● **Given information**:
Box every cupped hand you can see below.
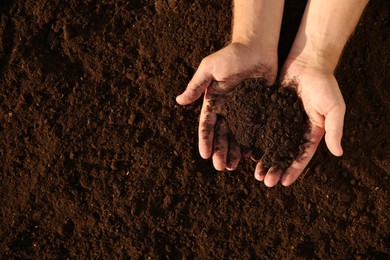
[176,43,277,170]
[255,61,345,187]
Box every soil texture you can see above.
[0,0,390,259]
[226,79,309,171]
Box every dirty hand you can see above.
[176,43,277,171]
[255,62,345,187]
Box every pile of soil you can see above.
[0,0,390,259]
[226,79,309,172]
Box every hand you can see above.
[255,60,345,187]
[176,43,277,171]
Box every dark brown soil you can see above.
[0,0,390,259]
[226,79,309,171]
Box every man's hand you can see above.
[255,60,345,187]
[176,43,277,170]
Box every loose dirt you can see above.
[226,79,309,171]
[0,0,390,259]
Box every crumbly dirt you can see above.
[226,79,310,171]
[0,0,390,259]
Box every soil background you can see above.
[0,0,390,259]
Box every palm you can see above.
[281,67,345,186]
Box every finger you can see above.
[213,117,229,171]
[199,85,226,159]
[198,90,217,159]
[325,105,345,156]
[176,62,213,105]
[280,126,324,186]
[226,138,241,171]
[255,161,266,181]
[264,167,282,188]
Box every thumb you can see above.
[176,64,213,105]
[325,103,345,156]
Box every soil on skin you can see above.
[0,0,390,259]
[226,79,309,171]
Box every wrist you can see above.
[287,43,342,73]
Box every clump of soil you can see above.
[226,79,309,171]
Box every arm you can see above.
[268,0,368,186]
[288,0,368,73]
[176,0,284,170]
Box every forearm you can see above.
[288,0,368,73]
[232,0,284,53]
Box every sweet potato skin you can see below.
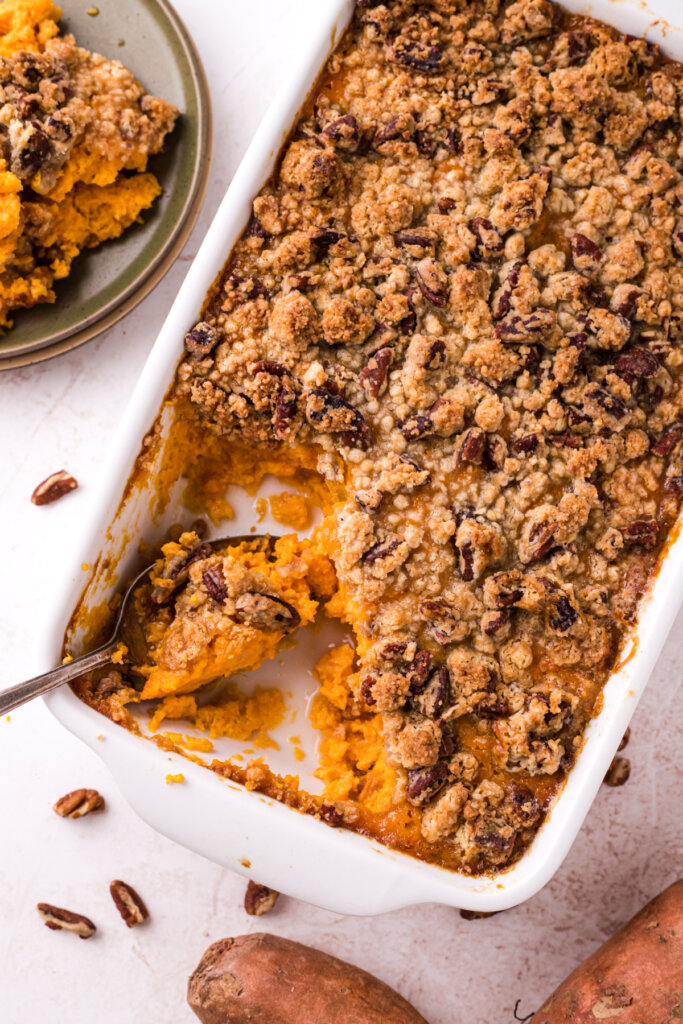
--
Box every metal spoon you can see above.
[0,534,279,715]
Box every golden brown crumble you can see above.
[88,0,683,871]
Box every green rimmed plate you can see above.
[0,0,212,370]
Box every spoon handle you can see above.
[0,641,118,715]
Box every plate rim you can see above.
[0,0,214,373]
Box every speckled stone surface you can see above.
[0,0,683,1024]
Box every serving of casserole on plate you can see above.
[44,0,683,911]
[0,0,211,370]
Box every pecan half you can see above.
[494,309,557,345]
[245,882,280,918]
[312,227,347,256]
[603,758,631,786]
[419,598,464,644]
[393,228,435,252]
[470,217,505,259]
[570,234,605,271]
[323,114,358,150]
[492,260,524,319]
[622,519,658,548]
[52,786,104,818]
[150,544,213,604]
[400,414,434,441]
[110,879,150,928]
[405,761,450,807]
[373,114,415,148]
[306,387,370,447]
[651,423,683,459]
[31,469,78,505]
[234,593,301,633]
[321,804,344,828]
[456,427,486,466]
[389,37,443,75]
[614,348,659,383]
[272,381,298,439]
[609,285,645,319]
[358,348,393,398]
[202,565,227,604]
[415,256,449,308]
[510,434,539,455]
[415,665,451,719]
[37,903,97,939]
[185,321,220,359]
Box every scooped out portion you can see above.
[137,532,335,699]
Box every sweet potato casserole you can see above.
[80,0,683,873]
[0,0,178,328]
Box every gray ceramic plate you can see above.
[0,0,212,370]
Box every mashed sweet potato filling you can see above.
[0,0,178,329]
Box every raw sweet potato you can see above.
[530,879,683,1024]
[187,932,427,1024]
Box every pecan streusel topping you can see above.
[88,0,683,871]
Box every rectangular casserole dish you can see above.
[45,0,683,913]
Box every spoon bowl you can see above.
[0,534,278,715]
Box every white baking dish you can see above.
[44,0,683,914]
* * *
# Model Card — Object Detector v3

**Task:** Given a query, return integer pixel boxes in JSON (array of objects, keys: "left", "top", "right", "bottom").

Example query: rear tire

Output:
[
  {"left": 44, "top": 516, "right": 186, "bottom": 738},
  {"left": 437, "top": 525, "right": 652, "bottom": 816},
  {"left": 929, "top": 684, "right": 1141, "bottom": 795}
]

● **Your goal**: Repeat word for word the lines of the records from the line holding "Box every speckled" through the line holding "[44,0,683,914]", both included.

● **Reply**:
Box every speckled stone surface you can see above.
[0,0,683,1024]
Box every serving of casserole on plate you can see above.
[44,0,683,911]
[0,0,211,370]
Box every pecan half you can see above.
[494,309,557,345]
[245,882,280,918]
[312,227,347,256]
[603,758,631,786]
[419,598,464,644]
[393,228,435,252]
[470,217,505,259]
[570,234,605,271]
[323,114,358,150]
[492,260,524,319]
[622,519,658,548]
[52,786,104,818]
[150,544,213,604]
[400,414,434,441]
[110,879,150,928]
[405,761,450,807]
[373,114,415,148]
[306,387,370,447]
[651,423,683,459]
[31,469,78,505]
[234,593,301,633]
[321,804,344,828]
[456,427,486,466]
[389,37,443,75]
[614,348,659,383]
[272,381,298,439]
[609,285,645,319]
[358,348,393,398]
[202,565,227,604]
[415,256,449,308]
[510,434,539,455]
[415,665,451,719]
[37,903,97,939]
[185,321,220,359]
Box every scooped out portion you can see above.
[137,532,335,699]
Box every sweet potato casserole you can see above.
[80,0,683,873]
[0,0,178,328]
Box every gray ceramic plate you can see above.
[0,0,212,370]
Box every mashed sweet potato filling you can see above.
[0,0,178,329]
Box every raw sweet potato you can see above.
[530,879,683,1024]
[187,932,427,1024]
Box every pecan streusel topping you can see above.
[88,0,683,871]
Box every rectangular casserole dish you can see above.
[45,0,683,913]
Box every spoon bowl you can see above.
[0,534,278,715]
Box every white baking dish you can see above.
[44,0,683,914]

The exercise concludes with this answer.